May 30 Ashland II

We didn’t get much accomplished today. We took a spin over to Medford to find a Trader Joe’s once we started moving around the trailer. Medford has made a myriad of alleged improvements to their access roads near the freeway. Among the improvements are: total inability for GPS systems to find their location on the new improvements, stores that can be seen but remain inaccessible to motorists traveling over the improvements and entire sections of road where the traffic flows on the wrong sides of the road despite not reversing the steering to the left side. Streets that lead away from the freeway are not the same streets one uses to return to the freeway. I believe it required more time to find the Trader Joe’s and return to the adjacent freeway than it did to perform the shopping portion of the task. The freeway runs almost adjacent to the store but you can’t get there from here.

We did some cleanup and dumped the waste tanks so we won’t have to do these tasks tomorrow morning. We will depart tomorrow for points north.

May 29 Ashland

We had an open schedule for today so we mixed it up with errands and socializing. We started the day at a marijuana dispensary close to our RV park where I had purchased CBD oil in the past. The dispensary had none today so we gave up there. We also went to find a post office as directed by Google Maps. The map was very nice but, unfortunately, there was no post office at the location directed so we crapped out there, as well.

The day improved after that. Peggy’s niece and her husband have flexible work schedules so they were able to meet us at nearby Caldera Brewing where we sat down for some fine micro-brews and pretty good chow. We got to sit outside, looking east, and the scenery was superb. One big castle in the distance and mostly grass pastures on gentle hills leading right up into mountains.

We finished lunch and again went hunting for a post office. We found it in downtown Ashland, a very nice little city with handsome historic buildings lining the streets. Driving a bit further, we found a dispensary and were able to secure some CBD oil which we hope can help with Peggy’s painful arthritis in her hands. Arthritis in the hands is particularly cruel for Peg because she likes to sew and doing so hurts her. We hope the CBD will work on her such that she can again pursue her passion without pain.

May 28 Yreka to Ashland, OR

Yesterday was the Memorial Day holiday so we loafed around the trailer. We made a short foray to buy diesel. We started to dismantle our stuff for travel because we are departing from Waiiaka RV Park and the Yreka area tomorrow. We were mostly slugs.

Today we gathered up the remainer of our stuff, collapsed the slide-out rooms and hooked the trailer to the truck to continue our northward progress. Waiiaka RV Park was a great place to set up our temporary home and the area around Yreka was quite beautiful so we regret leaving that locale.

We drove about a half mile from the park and turned onto the on-ramp for I-5. While Yreka may only be at a 2500′ elevation, the mountains and passes around it are substantially taller. Right off the bat, I-5 starts climbing to cross a 3100′ pass, the last in California. We then crossed into Oregon and started climbing again to cross a 4100′ pass before starting a long, seven percent down grade into Ashland. Today was not one of our endurance drives – I think we went about 35 miles from Yreka to Ashland’s Creekside Campground south of the city.

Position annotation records
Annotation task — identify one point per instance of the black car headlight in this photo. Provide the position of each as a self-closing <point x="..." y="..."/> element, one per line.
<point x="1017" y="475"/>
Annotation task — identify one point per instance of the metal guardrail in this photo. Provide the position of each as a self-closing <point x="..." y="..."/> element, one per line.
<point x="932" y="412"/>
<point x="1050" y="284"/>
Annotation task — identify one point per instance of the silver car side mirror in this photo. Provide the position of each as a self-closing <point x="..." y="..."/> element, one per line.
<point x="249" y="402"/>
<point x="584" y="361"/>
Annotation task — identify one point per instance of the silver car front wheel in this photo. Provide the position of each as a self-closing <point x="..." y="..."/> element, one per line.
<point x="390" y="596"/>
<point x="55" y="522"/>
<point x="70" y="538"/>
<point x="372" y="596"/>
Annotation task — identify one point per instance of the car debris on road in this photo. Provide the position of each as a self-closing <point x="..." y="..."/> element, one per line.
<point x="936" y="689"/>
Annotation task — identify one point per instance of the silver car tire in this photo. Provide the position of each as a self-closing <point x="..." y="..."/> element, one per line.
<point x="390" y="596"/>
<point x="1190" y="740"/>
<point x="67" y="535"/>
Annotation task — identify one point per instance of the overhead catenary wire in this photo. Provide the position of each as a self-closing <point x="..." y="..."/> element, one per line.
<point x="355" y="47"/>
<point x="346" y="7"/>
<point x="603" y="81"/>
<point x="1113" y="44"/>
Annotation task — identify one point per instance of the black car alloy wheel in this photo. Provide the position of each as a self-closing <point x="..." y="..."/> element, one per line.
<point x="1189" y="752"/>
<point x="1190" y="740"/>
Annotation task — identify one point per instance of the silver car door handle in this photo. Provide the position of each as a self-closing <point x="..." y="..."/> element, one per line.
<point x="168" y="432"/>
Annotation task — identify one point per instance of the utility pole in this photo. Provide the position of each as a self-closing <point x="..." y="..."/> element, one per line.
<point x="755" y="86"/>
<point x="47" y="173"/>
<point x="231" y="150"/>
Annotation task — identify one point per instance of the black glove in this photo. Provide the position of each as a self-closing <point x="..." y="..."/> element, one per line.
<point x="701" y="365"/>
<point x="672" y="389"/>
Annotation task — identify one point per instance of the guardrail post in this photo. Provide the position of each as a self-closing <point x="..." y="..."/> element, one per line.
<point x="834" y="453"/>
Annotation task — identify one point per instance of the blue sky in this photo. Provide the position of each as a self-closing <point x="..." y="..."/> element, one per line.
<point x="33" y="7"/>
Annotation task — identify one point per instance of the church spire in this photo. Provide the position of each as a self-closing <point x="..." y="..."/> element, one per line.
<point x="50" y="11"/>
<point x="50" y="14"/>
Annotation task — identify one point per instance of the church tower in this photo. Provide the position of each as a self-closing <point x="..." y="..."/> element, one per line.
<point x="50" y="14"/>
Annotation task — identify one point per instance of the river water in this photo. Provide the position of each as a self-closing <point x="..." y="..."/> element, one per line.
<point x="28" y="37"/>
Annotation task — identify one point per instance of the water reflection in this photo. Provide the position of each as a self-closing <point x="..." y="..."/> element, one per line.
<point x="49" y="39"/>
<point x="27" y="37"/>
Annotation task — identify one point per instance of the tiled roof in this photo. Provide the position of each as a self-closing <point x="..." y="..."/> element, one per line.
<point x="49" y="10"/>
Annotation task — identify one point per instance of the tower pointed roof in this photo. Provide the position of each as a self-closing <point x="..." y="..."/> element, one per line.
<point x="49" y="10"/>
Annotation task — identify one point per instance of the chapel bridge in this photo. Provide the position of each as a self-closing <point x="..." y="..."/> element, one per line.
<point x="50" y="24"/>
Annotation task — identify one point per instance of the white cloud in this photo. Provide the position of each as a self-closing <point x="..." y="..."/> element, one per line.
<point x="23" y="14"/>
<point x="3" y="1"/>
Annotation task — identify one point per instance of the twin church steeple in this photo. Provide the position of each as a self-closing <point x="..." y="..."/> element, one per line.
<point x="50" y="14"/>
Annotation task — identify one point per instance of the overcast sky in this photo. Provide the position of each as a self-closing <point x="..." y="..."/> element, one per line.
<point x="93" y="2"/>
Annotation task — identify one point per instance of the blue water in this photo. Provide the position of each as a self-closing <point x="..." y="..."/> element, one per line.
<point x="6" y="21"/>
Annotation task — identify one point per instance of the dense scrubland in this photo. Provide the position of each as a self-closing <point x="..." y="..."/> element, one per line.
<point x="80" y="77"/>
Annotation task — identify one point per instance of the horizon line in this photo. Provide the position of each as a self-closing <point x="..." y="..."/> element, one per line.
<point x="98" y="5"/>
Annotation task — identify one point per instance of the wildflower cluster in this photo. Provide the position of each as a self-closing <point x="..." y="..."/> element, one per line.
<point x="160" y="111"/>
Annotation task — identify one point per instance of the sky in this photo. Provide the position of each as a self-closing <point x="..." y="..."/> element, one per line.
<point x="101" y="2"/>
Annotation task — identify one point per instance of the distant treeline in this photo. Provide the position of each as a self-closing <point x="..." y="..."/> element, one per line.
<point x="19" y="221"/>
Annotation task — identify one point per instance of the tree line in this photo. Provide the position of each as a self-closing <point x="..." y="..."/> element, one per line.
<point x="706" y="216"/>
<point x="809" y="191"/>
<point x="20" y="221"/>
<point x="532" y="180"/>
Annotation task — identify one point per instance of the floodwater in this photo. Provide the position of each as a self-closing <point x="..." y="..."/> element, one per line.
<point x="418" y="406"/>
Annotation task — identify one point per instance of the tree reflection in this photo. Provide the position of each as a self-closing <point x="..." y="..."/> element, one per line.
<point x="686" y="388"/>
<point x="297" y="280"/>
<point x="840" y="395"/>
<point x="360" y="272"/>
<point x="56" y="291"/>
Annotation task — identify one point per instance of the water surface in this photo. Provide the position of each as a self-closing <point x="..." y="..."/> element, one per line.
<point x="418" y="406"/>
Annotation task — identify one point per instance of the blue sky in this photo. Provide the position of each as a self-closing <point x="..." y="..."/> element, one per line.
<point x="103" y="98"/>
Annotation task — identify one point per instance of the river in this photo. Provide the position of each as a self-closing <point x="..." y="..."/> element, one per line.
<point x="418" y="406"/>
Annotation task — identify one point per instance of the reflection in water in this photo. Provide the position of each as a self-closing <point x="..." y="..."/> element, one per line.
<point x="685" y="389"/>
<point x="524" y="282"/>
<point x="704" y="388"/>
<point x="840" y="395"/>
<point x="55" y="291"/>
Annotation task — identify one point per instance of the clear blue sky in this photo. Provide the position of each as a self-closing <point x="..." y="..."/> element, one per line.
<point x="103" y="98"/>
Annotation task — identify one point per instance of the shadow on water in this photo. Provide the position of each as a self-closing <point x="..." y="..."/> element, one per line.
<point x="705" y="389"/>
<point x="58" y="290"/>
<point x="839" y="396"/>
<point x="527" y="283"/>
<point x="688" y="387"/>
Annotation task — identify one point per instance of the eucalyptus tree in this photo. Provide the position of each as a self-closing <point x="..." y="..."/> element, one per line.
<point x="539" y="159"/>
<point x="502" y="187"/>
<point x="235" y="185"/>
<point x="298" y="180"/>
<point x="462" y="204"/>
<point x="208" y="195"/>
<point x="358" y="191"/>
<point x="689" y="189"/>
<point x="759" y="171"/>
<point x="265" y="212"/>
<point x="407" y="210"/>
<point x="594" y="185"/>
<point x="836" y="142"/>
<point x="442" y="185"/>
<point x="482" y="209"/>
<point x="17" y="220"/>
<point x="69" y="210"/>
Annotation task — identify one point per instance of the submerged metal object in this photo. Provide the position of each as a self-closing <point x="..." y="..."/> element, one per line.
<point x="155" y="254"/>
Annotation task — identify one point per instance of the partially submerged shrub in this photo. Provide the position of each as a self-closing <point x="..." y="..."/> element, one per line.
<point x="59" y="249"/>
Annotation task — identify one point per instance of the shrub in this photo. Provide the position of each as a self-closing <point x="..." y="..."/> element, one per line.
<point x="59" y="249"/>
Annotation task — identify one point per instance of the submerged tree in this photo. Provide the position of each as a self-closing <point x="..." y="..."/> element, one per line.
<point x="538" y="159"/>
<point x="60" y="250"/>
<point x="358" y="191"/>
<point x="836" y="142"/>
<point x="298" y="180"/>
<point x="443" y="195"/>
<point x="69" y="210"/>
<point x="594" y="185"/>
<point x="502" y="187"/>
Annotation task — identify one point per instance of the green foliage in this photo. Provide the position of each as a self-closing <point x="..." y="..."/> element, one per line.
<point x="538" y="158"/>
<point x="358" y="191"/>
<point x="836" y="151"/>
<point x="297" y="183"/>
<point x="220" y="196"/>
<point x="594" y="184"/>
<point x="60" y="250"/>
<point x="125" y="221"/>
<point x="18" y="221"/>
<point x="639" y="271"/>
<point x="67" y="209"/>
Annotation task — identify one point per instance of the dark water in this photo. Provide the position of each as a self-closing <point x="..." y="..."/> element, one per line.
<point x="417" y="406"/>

* [Given problem A] Add 8 to every x and y coordinate in the answers of the records, starting at the line that contains "Annotation task — identify one point per instance of the shrub" and ending at the last line of the records, and write out all of those lines again with the requests included.
* [Given problem B] Write the next part of the RV travel journal, picking up after its last sentence.

* [Written response A]
Annotation task — identify one point per instance of the shrub in this photo. Provide the position of each as a self-closing <point x="..." y="..."/> element, one per line.
<point x="67" y="257"/>
Annotation task — identify one point per instance of the submerged tree in this photo. Provide the position of each as a self-closing <point x="..." y="..."/> element, one per line.
<point x="546" y="167"/>
<point x="68" y="258"/>
<point x="366" y="199"/>
<point x="844" y="150"/>
<point x="306" y="188"/>
<point x="451" y="203"/>
<point x="77" y="218"/>
<point x="602" y="193"/>
<point x="510" y="195"/>
Annotation task — identify one point per instance of the green foliage in this photo. Provide the position of each as a self-closing <point x="..." y="..."/> element, one per line.
<point x="546" y="166"/>
<point x="366" y="199"/>
<point x="844" y="159"/>
<point x="305" y="191"/>
<point x="228" y="204"/>
<point x="602" y="192"/>
<point x="68" y="258"/>
<point x="133" y="229"/>
<point x="26" y="229"/>
<point x="647" y="279"/>
<point x="75" y="217"/>
Annotation task — identify one point per instance of the dark water in this photo. Provide the position of each as a self-closing <point x="..." y="..."/> element, one per line.
<point x="425" y="414"/>

* [Written response B]
The space assigned to us was a bit skinny but our main problem was one of configuration. If we parked far enough from the trees on one side of the trailer, a big truck rim repurposed as a fire ring was underneath our trailer and in the way of the rear stabilizer jacks. If we moved closer to the trees, our bottom step was into the fire ring, bad news for hobbling old goats like me. The trees were also then in the way of our slide-outs. Bummer.

We eventually contacted the desk and they sent over a guy named Gary, who suggested a simple solution: Gary would dig the truck rim/fireplace out of the ground and struggle to move it out of our way, fill the resulting hole with dirt and bring over a bucket of decomposed granite gravel to smooth out the site. He even raked it flat. We wiggled the trailer about such that the trees would fit between our slide-outs and we could get into the trailer without having to walk on coals. An excellent solution.

Our RV space has full hookups and cable TV, which is fortunate because the whole park is shaded by mature hardwood trees and satellite antenna operation is right out. We arrived so early today, because of the very short run from Yreka, that we had time to wander into nearby Medford where Peggy’s niece Christy, her hubby Ben and their two great kids, Jacob and Travis, live in a very nice house. We hobnobbed for quite a while and drank some Mimosas before sending Jake out to pick up Mexican food for dinner. I am terribly spoiled with superb Mexican food because our real house is right near the Mexican border and we travel to Mexico each year; both places have spoiled me. We are a long way from Mexico so the best I can say about the one try at local Mexican food is that it is okay.

Peggy’s relatives are much younger than us so we bailed out of their place before dark because those unfortunates still have to work in the morning. Hahahahaha.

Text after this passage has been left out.